WHAT YOU NEED TO DO ::
The exercise asks for every line of the data to be reproduced exactly.

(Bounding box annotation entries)
________

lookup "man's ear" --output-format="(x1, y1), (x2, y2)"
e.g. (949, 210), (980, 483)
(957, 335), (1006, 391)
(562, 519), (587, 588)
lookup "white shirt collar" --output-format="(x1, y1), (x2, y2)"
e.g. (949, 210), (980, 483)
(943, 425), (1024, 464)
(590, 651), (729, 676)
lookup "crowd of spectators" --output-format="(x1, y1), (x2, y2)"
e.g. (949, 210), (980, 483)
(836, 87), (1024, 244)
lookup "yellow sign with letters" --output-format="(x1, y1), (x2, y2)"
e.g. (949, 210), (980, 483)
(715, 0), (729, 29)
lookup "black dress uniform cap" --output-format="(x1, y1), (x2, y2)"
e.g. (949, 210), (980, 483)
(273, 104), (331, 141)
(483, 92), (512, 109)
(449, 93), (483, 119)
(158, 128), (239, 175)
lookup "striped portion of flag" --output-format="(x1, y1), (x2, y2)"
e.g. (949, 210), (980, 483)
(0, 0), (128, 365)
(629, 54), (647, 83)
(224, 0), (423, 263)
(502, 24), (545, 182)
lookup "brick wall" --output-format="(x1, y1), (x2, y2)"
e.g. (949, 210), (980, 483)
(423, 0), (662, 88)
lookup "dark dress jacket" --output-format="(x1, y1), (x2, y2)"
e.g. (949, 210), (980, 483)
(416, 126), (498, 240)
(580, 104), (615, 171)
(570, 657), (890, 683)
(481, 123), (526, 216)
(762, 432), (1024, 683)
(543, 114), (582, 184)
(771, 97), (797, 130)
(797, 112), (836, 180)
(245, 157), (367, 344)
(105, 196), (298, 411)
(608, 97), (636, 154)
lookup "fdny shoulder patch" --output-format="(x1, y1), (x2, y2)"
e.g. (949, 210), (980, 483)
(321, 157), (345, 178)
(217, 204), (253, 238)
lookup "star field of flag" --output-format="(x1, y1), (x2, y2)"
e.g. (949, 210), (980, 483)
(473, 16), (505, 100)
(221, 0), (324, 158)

________

SOLUTION BELOW ::
lookup "man's ear" --output-format="(x1, y1), (x2, y2)"
e.g. (949, 210), (980, 483)
(957, 335), (1006, 391)
(562, 519), (587, 588)
lookup "white shirt collar" --output-format="(x1, y1), (x2, y2)"
e.g. (949, 210), (980, 483)
(943, 425), (1024, 464)
(590, 651), (729, 676)
lookup "crowd of spectators" --output-format="(x1, y1), (x2, y2)"
e.g. (949, 210), (980, 483)
(836, 87), (1024, 244)
lookup "yellow sign with letters" --output-format="(x1, y1), (x2, y2)"
e.g. (949, 210), (980, 483)
(715, 0), (729, 29)
lookup "black dress uniform cap" --output-format="(x1, y1), (x2, y2)"
e.g. (949, 210), (980, 483)
(273, 104), (331, 141)
(483, 92), (512, 109)
(449, 93), (483, 119)
(158, 128), (239, 175)
lookup "striped portion of flag" --output-format="(x1, y1), (x2, y2)"
e.g. (949, 210), (980, 483)
(0, 0), (128, 365)
(629, 54), (647, 83)
(224, 0), (423, 263)
(502, 24), (545, 182)
lookup "brick wall" --output-format="(x1, y1), (x2, y2)"
e.g. (949, 210), (980, 483)
(423, 0), (662, 88)
lookup "dark dress jacket" --output-format="(x1, y1), (x2, y2)"
e.g. (949, 210), (980, 483)
(416, 126), (498, 240)
(580, 104), (615, 171)
(570, 657), (890, 683)
(481, 123), (526, 216)
(762, 432), (1024, 683)
(543, 114), (582, 184)
(771, 97), (797, 130)
(797, 112), (836, 180)
(245, 157), (367, 344)
(105, 196), (298, 411)
(608, 97), (636, 154)
lookup "fdny shoulder patch" --output-format="(x1, y1), (x2, y2)"
e.g. (949, 210), (980, 483)
(321, 157), (345, 178)
(217, 204), (253, 238)
lookup "star field of flag" --output-format="(x1, y1), (x2, y2)"
e.g. (949, 210), (980, 483)
(473, 16), (505, 100)
(221, 0), (324, 158)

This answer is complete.